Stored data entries

_ _ _ _ _

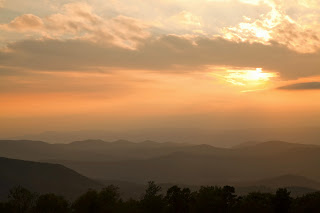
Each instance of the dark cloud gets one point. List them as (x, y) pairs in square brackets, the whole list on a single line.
[(165, 53), (302, 86)]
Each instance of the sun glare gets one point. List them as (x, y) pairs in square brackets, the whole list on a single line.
[(248, 78)]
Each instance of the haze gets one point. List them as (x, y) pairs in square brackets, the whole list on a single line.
[(122, 64)]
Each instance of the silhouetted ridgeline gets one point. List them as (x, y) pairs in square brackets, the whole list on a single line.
[(172, 162), (176, 200), (42, 178)]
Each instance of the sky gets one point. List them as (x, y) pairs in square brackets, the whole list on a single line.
[(117, 64)]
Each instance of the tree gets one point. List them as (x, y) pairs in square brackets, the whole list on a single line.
[(178, 201), (152, 201), (109, 199), (215, 199), (21, 200), (51, 203), (307, 203), (87, 203), (255, 202)]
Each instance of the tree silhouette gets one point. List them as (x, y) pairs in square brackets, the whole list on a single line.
[(179, 201), (152, 201), (21, 200), (51, 203)]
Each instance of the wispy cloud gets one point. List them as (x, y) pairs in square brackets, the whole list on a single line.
[(302, 86), (79, 21)]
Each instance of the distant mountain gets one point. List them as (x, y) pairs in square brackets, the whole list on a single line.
[(220, 138), (42, 178), (88, 150), (171, 162), (204, 164), (287, 181), (297, 185)]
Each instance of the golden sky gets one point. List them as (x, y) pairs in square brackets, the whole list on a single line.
[(69, 65)]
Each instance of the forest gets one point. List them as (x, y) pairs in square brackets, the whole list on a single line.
[(207, 199)]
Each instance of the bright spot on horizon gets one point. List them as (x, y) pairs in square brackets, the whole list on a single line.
[(249, 78)]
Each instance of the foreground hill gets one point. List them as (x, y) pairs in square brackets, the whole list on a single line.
[(42, 178), (209, 165), (173, 163), (88, 150), (220, 138)]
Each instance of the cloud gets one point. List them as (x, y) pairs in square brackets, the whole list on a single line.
[(26, 22), (302, 86), (79, 21), (171, 53), (299, 30)]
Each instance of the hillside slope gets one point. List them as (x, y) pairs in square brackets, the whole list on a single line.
[(42, 178)]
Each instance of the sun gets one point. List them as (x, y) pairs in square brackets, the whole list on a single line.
[(248, 78)]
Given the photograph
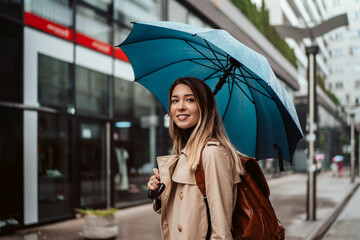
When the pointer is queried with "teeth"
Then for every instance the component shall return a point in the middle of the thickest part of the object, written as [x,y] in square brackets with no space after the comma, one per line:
[183,116]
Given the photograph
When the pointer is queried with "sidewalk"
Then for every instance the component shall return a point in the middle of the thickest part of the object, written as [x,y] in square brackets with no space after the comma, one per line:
[348,223]
[288,195]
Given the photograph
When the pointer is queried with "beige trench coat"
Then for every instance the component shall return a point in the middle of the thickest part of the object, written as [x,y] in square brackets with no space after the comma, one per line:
[182,208]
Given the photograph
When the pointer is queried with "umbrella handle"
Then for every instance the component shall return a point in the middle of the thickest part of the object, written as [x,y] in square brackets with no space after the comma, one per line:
[154,194]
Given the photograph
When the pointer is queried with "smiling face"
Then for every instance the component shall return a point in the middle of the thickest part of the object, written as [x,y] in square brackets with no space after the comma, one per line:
[184,108]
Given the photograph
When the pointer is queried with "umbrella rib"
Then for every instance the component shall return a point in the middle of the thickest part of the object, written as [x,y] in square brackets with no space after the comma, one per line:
[213,68]
[204,55]
[247,84]
[230,94]
[253,87]
[227,57]
[164,66]
[218,70]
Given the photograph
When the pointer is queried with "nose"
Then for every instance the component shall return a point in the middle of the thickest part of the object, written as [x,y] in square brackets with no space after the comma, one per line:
[181,106]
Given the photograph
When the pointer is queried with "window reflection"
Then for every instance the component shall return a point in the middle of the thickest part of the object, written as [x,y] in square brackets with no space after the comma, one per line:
[11,159]
[10,59]
[127,11]
[54,82]
[92,94]
[92,24]
[92,164]
[123,95]
[54,172]
[101,4]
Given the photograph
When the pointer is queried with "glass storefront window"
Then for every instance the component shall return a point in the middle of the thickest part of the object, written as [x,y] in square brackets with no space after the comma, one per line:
[127,11]
[54,167]
[135,139]
[92,93]
[54,82]
[144,102]
[10,61]
[11,159]
[101,4]
[123,93]
[92,150]
[93,25]
[58,11]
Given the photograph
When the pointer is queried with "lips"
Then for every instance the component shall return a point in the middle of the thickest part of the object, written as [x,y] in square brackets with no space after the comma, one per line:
[182,117]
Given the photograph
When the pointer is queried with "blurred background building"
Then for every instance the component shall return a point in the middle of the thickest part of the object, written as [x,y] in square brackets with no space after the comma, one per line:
[75,132]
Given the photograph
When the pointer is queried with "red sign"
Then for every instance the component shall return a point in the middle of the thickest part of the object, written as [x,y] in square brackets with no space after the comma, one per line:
[47,26]
[68,34]
[93,44]
[120,54]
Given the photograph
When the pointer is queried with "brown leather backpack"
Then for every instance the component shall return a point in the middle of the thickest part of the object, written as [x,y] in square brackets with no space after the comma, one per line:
[253,217]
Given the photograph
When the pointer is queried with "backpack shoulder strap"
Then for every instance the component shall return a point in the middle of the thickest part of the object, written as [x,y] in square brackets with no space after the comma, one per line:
[253,169]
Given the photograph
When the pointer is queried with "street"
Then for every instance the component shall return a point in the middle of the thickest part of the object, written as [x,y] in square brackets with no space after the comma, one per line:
[287,195]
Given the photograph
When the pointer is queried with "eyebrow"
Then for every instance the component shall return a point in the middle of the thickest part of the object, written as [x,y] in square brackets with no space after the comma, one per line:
[186,95]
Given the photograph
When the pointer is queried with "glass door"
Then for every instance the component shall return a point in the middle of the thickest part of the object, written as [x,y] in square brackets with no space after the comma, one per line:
[93,162]
[54,160]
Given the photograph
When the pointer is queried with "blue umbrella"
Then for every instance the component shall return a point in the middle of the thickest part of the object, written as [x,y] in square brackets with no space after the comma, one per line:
[257,112]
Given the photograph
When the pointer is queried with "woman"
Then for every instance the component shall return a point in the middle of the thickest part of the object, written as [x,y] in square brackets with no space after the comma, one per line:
[195,123]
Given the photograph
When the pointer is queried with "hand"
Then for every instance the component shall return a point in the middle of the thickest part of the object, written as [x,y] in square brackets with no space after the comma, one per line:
[154,180]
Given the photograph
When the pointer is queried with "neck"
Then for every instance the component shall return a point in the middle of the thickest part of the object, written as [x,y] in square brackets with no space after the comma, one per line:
[186,133]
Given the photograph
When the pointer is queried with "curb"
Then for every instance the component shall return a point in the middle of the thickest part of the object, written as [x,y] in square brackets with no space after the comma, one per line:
[320,231]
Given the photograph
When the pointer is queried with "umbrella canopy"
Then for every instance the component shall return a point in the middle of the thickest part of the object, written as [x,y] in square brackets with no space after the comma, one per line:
[257,112]
[338,158]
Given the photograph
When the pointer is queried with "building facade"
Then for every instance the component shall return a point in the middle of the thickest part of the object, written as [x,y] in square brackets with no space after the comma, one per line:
[331,122]
[344,49]
[75,131]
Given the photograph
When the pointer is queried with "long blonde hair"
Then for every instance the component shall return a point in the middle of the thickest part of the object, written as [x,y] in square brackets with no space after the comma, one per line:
[209,127]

_ _ _ _ _

= YOUR ASSIGNMENT =
Without copying any images, transcribe the records exactly as they stand.

= RESULT =
Each instance of the dark cloud gets one point. List them as (x, y) pairs in square brackets, the whole list on a single line.
[(165, 53), (302, 86)]
Each instance of the sun glare gets one point. List them as (x, y) pairs in square brackets, the whole list on a single line.
[(248, 78)]
Each instance of the haze gets one point. List them as (x, y) pairs in square brackets, the whole list on a single line.
[(122, 64)]
Each instance of the silhouetted ridgeline gets one point. List them as (x, y) pairs in square brackets, the whole list on a single line.
[(172, 162), (176, 200), (42, 178)]
Each instance of the sky gets one point. List them as (x, y) pairs in square brackets, the whole list on a single line.
[(117, 64)]
Each instance of the tree gets one point. List them as (x, y) pairs in square brackets, the whole list on a single line.
[(178, 201), (152, 201), (109, 199), (215, 199), (21, 200), (51, 203), (307, 203), (87, 203), (255, 202)]
Each instance of the tree silhouette gets one point. List them as (x, y) pairs in square brackets, the whole list on a single line.
[(179, 201), (152, 201), (21, 200), (51, 203)]
Each instance of the wispy cloud gets one point. List them as (x, y) pairs in square brackets, the whole list on a single line.
[(302, 86), (79, 21)]
Each instance of the distant mountain gets one point. List them as (x, y) pairs in square brackets, the whole list on a single line.
[(220, 138), (42, 178), (88, 150), (171, 162), (204, 164), (287, 181), (297, 185)]
Each instance of the golden sky gets one point. List them as (x, y) pairs in square brackets, the whole list on a single line.
[(69, 65)]
Each instance of the forest gets one point. List them as (x, y) pairs in square brackets, the whole list on a single line.
[(207, 199)]
Each instance of the bright spot on horizon gets one point. List them as (x, y) pairs in square brackets, the whole list on a single line.
[(249, 78)]
Each instance of the foreground hill gets one point. List them as (x, y) pairs in square brackets, the whole list on a single line.
[(42, 178), (209, 165), (173, 163), (88, 150), (220, 138)]
Each instance of the cloud gets one point. List them as (x, y) pairs in square brackets, the whole list on a single line.
[(26, 22), (302, 86), (79, 21), (171, 53), (299, 30)]
Each instance of the hillside slope gets one point. List them as (x, y) pairs in square brackets, the whole list on a single line.
[(42, 178)]
Each instance of the sun gets one point. List them as (x, y) pairs in square brackets, the whole list on a single line.
[(248, 78)]
Given the photograph
When the pointer is queried with "teeth"
Then for every instance the component shall return a point in the middle of the thickest part of the object, written as [x,y] in square brackets with no space after the comma, one per line:
[183,116]
Given the photograph
When the pointer is queried with "sidewalk"
Then for every instance the component shall return a point in the middle of the thickest part of the object, written as [x,y] in square brackets with no space after the comma, one per line:
[348,223]
[288,195]
Given the photograph
When the pointer is queried with "beige trench coat"
Then for every instance the component shall return a point in the middle of the thickest part of the object, written as [x,y] in square brackets with no space after the comma, one per line:
[182,208]
Given the photograph
When the pointer is queried with "umbrella handle"
Then for every instance the component shall return a point in the middle of the thickest part of the object, written as [x,y] in square brackets with no space after the comma, one per line:
[154,194]
Given the photograph
When the pointer is queried with "smiling face"
Then for every instance the component shall return a point in the middle of the thickest part of the object, written as [x,y] in square brackets with no space after the comma, one per line:
[184,108]
Given the photograph
When the pointer is queried with "umbrella rib"
Then for every instance the component shall return a point in the middle of the thickest part of the object, written as [x,y] in square brackets with no space after the comma, one per line:
[213,68]
[204,55]
[247,84]
[230,94]
[253,87]
[227,57]
[164,66]
[218,70]
Given the photograph
When the pointer is queried with "nose"
Then for every instance the component shall return a point in the middle of the thickest part of the object, written as [x,y] in square brackets with no space after the comma, one per line:
[181,106]
Given the photograph
When the pointer is queried with "window reflection"
Then for every instance the component shall return a point in the middle of the thickest part of the object, written as [x,y] in square brackets with no space after the comma, one per line:
[11,159]
[10,59]
[127,11]
[54,82]
[92,94]
[92,24]
[92,164]
[123,95]
[54,172]
[101,4]
Given the photograph
When the pointer is queried with "glass storefront window"
Then for every instance the component shall return a point in the middle of the thickest part of the object, written as [x,y] in square brackets with no space after the comma, one per line:
[127,11]
[54,167]
[135,139]
[92,93]
[54,82]
[144,102]
[10,61]
[11,159]
[101,4]
[123,93]
[92,150]
[93,25]
[58,11]
Given the photograph
When the pointer is queried with "lips"
Then for every instance the component shall return a point in the middle of the thickest part of the object, written as [x,y] in square brackets with no space after the comma, one per line:
[182,117]
Given the photograph
When the pointer is queried with "blurred background building"
Then for every instance the component shall return a point in the middle of the thickest part of the object, written as [x,y] in square brackets with no space after the comma, one per line:
[75,132]
Given the photograph
When the pointer is queried with "red sign"
Then for every instance the component shall return a point in the middle of the thickest part of the object, written as [x,y] in square brackets with no space after the comma, one per line:
[47,26]
[68,34]
[93,44]
[120,54]
Given the photograph
When the pointer is queried with "brown leather backpack"
Then for every instance the component shall return a point in the middle of the thickest part of the object, written as [x,y] in square brackets with no space after the comma, one per line:
[253,217]
Given the photograph
When the pointer is queried with "backpack shoulder strap"
Then for every instance the component shall return a point in the middle of the thickest part of the object, written as [x,y] in square brackets with no space after the comma, one per line:
[253,169]
Given the photograph
When the pointer is queried with "street"
Then for every instance the component shall return a point in the middle of the thickest part of the object, written as [x,y] in square brackets with no space after the comma, one per line:
[287,195]
Given the photograph
When the pointer is queried with "eyebrow"
Then for every instance the component shall return a point in the middle of the thickest part of the object, written as [x,y] in square brackets with no space after the comma, one per line:
[186,95]
Given the photograph
When the pointer is queried with "glass door"
Then for every instance the component shall return a point in the middle of the thickest part of the object, written as [x,y] in square brackets with no space after the comma, one per line:
[93,162]
[54,160]
Given the photograph
When the pointer is queried with "blue umbrella"
Then for every instance the component shall return a point in the middle of the thickest part of the object, written as [x,y] in square brackets with no space after the comma, one per line:
[257,112]
Given the photograph
When the pointer is queried with "woman"
Then for every instance the component shall return a point in the middle of the thickest part of the object, written as [x,y] in square brackets with no space after the comma, one per line:
[195,123]
Given the photograph
When the pointer is queried with "hand"
Then for every instance the component shall return a point in the middle of the thickest part of the object, written as [x,y] in square brackets with no space after the comma, one per line:
[154,180]
Given the photograph
When the pointer is queried with "neck"
Then for every instance the component shall return a point in the middle of the thickest part of the object, written as [x,y] in square brackets with no space after the comma, one per line:
[186,133]
Given the photograph
When the pointer is queried with "curb"
Then for every instance the component shall return a point in the middle of the thickest part of the object, written as [x,y] in square brackets with no space after the comma, one per line:
[320,231]
Given the photograph
When the pointer is queried with "umbrella canopy"
Then for every instance the component shall return a point in the middle of the thickest part of the object, written as [x,y] in square brackets with no space after the comma, one per line:
[257,112]
[338,158]
Given the photograph
When the pointer is queried with "building facade"
Then for every instance the component shall return a point in the middle of the thickest part of the object, written as [x,y] in square brackets with no space after the comma, one per line:
[331,122]
[344,49]
[75,131]
Given the photograph
When the pointer is queried with "long blonde hair"
Then for every instance the component shall return a point in the middle of the thickest part of the object, written as [x,y] in square brackets with no space after the comma, one per line:
[209,127]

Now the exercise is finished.